From: Jeremy Fitzhardinge on
On 06/29/2010 04:32 PM, Jan Beulich wrote:
> Use the (alternative instructions based) callout hooks to the ticket
> spinlock code to enlighten ticket locks when running fully virtualized
> on Xen. Ultimately, this code might also be a candidate to be used
> when running para-virtualized.
>

I'm not sure what the gain is by making this independent of all the rest
of the Xen support in the kernel. Stefano is working on a series
(posted a few times now) to add more paravirtual features for Xen HVM
guests, and this work is conceptually very similar.

Also, I'm not very keen on adding yet another kind of patching mechanism
to the kernel. While they're easy enough to get working in the first
place, they do tend to be fragile when other changes get introduced
(like changes to how the kernel is mapped RO/NX, etc), and this one will
be exercised relatively rarely. I don't see why the pvops mechanism
couldn't be reused, especially now that each set of ops can be
individually configured on/off.

This is especially acute in the case where you are using a full
pvops-using PV kernel, where it ends up using two mechanisms to put
paravirtualizations in place.

> Signed-off-by: Jan Beulich <jbeulich(a)novell.com>
> Cc: Jeremy Fitzhardinge <jeremy.fitzhardinge(a)citrix.com>
> Cc: KY Srinivasan <ksrinivasan(a)novell.com>
>
> ---
> arch/x86/include/asm/hypervisor.h | 1
> arch/x86/include/asm/spinlock_types.h | 17 +-
> arch/x86/include/asm/xen/cpuid.h | 68 ++++++++
> arch/x86/kernel/cpu/Makefile | 2
> arch/x86/kernel/cpu/hypervisor.c | 1
> arch/x86/kernel/cpu/xen.c | 269 ++++++++++++++++++++++++++++++++++
> 6 files changed, 355 insertions(+), 3 deletions(-)

### Written exercise a
Copy out the full segmentation dataset listing line for line, with no changes.

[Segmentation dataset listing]
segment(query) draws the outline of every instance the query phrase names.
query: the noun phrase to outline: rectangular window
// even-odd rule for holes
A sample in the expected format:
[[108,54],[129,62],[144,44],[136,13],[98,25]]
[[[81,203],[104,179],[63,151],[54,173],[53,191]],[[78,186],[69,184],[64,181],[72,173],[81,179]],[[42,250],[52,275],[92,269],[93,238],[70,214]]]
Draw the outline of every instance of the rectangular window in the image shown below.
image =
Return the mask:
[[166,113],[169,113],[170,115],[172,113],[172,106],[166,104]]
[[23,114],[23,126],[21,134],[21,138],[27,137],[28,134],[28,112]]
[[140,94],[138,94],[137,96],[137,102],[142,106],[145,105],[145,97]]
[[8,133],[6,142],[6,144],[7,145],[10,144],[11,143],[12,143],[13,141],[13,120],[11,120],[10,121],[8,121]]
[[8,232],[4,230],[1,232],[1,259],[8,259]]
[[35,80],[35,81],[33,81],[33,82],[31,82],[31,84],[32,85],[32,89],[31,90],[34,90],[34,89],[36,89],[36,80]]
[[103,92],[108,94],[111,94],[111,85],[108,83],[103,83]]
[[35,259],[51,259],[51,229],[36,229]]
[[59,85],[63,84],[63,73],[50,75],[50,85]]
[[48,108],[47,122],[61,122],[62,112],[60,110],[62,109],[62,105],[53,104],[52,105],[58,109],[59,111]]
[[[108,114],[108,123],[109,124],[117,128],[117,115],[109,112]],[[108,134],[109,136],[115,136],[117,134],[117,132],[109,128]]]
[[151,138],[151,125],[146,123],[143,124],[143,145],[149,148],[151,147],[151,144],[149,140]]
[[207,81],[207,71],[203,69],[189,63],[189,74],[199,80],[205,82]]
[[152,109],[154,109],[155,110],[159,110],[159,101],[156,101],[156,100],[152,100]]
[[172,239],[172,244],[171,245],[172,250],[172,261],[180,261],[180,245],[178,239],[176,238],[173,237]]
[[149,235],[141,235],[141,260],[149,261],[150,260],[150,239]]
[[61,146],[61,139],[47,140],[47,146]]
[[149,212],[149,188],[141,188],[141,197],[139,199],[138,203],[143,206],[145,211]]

### Written exercise b
Translate this sentence from the Xen spinlock reply into Spanish: "Also, I'm not very keen on adding yet another kind of patching mechanism to the kernel."

### Written reply a
segment(query) draws the outline of every instance the query phrase names.
query: the noun phrase to outline: rectangular window
// even-odd rule for holes
A sample in the expected format:
[[108,54],[129,62],[144,44],[136,13],[98,25]]
[[[81,203],[104,179],[63,151],[54,173],[53,191]],[[78,186],[69,184],[64,181],[72,173],[81,179]],[[42,250],[52,275],[92,269],[93,238],[70,214]]]
Draw the outline of every instance of the rectangular window in the image shown below.
image =
Return the mask:
[[166,113],[169,113],[170,115],[172,113],[172,106],[166,104]]
[[23,114],[23,126],[21,134],[21,138],[27,137],[28,134],[28,112]]
[[140,94],[138,94],[137,96],[137,102],[142,106],[145,105],[145,97]]
[[8,133],[6,142],[6,144],[7,145],[10,144],[11,143],[12,143],[13,141],[13,120],[11,120],[10,121],[8,121]]
[[8,232],[4,230],[1,232],[1,259],[8,259]]
[[35,80],[35,81],[33,81],[33,82],[31,82],[31,84],[32,85],[32,89],[31,90],[34,90],[34,89],[36,89],[36,80]]
[[103,92],[108,94],[111,94],[111,85],[108,83],[103,83]]
[[35,259],[51,259],[51,229],[36,229]]
[[59,85],[63,84],[63,73],[50,75],[50,85]]
[[48,108],[47,122],[61,122],[62,112],[60,110],[62,109],[62,105],[53,104],[52,105],[58,109],[59,111]]
[[[108,114],[108,123],[109,124],[117,128],[117,115],[109,112]],[[108,134],[109,136],[115,136],[117,134],[117,132],[109,128]]]
[[151,138],[151,125],[146,123],[143,124],[143,145],[149,148],[151,147],[151,144],[149,140]]
[[207,81],[207,71],[203,69],[189,63],[189,74],[199,80],[205,82]]
[[152,109],[154,109],[155,110],[159,110],[159,101],[156,101],[156,100],[152,100]]
[[172,239],[172,244],[171,245],[172,250],[172,261],[180,261],[180,245],[178,239],[176,238],[173,237]]
[[149,235],[141,235],[141,260],[149,261],[150,260],[150,239]]
[[61,146],[61,139],[47,140],[47,146]]
[[149,212],[149,188],[141,188],[141,197],[139,199],[138,203],[143,206],[145,211]]

### Written reply b
Además, no me entusiasma mucho añadir otro tipo más de mecanismo de parcheo al kernel.